THE PROBLEM:
Copy out all of the entries below, including the request wording, and shift each answer coordinate by adding 90 to every number. Leave the pictures out.

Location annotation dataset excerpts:

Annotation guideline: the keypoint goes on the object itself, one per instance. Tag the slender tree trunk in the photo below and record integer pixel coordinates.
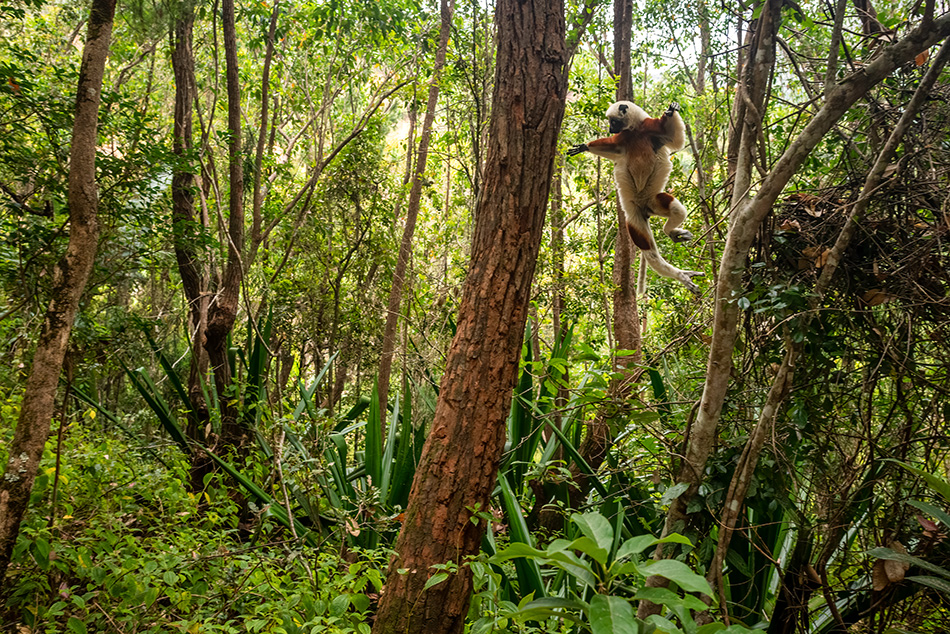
(185, 224)
(459, 463)
(626, 322)
(223, 309)
(742, 478)
(748, 216)
(412, 212)
(70, 278)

RESULT BELOW:
Annotation guideline: the keypoint goes on the object itself, one per instance. Tag the slender tree trunk in the photo below and record integer pixel coordinates.
(275, 314)
(549, 553)
(716, 412)
(313, 399)
(832, 568)
(838, 306)
(502, 302)
(160, 368)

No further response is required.